Da diversi anni, noi di Tv Soap incontriamo spesso e volentieri gli attori del cast di Un posto al sole (e continueremo a farlo); stavolta invece abbiamo il piacere di intervistare per voi un componente della soap forse un po’ meno conosciuto dal grande pubblico rispetto agli interpreti, ma che ha egualmente un ruolo fondamentale riguardo a quel che vediamo ogni sera dai teleschermi di Raitre.
Si tratta del musicista e produttore artistico Antonio Annona, che fin dall’inizio è il compositore delle musiche originali della soap opera partenopea. Un’occasione per ripercorrere la sua carriera – che lo ha visto collaborare, tra gli altri, anche con Pino Daniele – e per scoprire qualche segreto della colonna sonora di Upas, a partire dal tema musicale ricorrente che da qualche tempo conclude spesso le varie puntate. L’intervista è di Stefano Telese, con la collaborazione di Sante Cossentino.
Da qualche mese ascoltiamo un nuovo tema musicale epico che accompagna le scene finali e a volte iniziali. Com’è nata l’idea?
Il tutto nasce da un’idea del produttore creativo Fabio Sabbioni, che mi accennò questa idea di inserire una musica che accompagnasse il susseguirsi delle storie. È stato davvero positivo per me, perché mi ha dato la possibilità di sperimentare nuovi generi.
Com’è legata la musica alla narrazione?
Ogni storia spesso finisce con un accompagnamento musicale di circa quindici secondi, che viene adattata a seconda del tipo di scena. Questa nuova chiave di lettura è bella e mi entusiasma davvero tanto: c’è una continua ricerca per rendere tutto più coerente ed emozionante.

◆ **RECORD MOSTRATI**:
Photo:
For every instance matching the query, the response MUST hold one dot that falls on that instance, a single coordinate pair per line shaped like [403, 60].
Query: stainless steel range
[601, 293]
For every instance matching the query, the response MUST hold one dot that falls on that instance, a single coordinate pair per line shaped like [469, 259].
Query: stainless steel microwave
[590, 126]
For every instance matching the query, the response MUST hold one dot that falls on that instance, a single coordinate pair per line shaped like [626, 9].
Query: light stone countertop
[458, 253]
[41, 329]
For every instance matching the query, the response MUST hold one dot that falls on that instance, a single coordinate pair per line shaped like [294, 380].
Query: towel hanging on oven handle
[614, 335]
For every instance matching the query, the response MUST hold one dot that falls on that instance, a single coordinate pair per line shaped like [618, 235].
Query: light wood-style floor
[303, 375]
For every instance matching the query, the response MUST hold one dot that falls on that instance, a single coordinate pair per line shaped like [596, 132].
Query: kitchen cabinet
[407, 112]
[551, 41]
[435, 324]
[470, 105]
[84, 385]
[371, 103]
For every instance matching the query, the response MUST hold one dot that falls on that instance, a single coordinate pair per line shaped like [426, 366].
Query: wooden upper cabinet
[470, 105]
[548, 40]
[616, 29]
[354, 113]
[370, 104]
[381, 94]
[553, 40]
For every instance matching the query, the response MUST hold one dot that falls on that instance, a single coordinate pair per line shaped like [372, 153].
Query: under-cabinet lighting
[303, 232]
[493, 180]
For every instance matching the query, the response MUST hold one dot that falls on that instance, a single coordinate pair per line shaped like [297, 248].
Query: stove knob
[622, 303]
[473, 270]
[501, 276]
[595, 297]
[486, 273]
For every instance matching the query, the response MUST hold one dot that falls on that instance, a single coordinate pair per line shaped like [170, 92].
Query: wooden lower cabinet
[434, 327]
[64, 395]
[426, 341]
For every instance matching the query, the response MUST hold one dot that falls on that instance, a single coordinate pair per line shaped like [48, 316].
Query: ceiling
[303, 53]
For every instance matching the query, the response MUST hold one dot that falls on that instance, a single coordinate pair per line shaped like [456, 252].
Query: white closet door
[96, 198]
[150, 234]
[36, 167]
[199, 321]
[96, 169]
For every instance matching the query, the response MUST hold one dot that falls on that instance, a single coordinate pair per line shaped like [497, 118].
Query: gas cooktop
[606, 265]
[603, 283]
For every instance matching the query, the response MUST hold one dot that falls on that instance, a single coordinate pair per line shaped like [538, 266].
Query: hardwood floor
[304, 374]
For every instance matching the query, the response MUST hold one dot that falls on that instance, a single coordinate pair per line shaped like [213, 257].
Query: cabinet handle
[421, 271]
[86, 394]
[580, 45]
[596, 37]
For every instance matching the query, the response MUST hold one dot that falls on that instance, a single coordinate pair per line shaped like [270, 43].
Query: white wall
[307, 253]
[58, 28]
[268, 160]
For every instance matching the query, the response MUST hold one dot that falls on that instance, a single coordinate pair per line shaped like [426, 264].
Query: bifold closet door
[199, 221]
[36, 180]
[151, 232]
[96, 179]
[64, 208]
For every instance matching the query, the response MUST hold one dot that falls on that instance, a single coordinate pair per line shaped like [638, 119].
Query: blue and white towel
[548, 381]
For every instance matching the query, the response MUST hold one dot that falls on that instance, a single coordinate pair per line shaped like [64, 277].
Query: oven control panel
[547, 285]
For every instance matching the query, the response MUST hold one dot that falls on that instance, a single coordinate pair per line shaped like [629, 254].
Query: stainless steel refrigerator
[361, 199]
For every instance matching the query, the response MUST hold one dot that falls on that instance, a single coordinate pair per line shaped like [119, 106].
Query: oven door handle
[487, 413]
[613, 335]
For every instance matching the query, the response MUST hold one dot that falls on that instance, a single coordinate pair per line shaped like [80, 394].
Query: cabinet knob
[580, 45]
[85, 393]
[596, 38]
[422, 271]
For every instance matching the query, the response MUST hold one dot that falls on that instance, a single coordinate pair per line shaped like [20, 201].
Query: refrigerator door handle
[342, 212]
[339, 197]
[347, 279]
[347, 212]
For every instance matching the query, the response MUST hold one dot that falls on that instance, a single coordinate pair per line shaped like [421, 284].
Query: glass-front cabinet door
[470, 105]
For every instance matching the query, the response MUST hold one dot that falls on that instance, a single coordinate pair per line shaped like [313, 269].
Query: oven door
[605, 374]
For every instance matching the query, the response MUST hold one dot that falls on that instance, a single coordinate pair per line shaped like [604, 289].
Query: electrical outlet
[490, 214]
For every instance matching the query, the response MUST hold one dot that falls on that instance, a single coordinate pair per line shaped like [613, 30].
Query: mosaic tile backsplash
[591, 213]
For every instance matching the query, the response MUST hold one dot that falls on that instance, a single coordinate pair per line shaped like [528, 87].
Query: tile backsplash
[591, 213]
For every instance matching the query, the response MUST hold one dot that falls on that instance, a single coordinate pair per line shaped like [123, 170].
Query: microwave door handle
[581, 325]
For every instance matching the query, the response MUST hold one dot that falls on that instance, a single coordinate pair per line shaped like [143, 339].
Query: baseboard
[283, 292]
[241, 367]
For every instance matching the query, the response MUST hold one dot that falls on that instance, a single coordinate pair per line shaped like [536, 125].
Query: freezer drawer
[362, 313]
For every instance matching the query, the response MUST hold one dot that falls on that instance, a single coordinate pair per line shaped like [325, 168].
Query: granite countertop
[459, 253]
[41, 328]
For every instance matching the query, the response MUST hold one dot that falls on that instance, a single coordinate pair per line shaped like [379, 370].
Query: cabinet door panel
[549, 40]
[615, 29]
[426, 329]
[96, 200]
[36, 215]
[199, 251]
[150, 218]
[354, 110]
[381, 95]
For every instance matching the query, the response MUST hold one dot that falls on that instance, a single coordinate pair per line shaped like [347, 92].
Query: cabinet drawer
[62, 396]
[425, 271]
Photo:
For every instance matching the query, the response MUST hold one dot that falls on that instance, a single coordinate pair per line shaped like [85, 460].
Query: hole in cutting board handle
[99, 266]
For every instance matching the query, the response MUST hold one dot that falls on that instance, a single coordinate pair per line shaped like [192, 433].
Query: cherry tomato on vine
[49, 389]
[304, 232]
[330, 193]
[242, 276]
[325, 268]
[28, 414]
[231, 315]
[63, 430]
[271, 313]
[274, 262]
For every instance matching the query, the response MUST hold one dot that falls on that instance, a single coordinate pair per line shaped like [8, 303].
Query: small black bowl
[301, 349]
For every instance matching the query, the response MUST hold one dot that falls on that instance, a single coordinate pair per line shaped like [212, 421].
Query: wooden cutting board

◆ **OBIETTIVO DELL'ESERCIZIO**:
Secondo il brano di lettura, quanto dura l'accompagnamento musicale con cui spesso finisce ogni storia?

◆ **SOLUZIONE**:
Circa quindici secondi.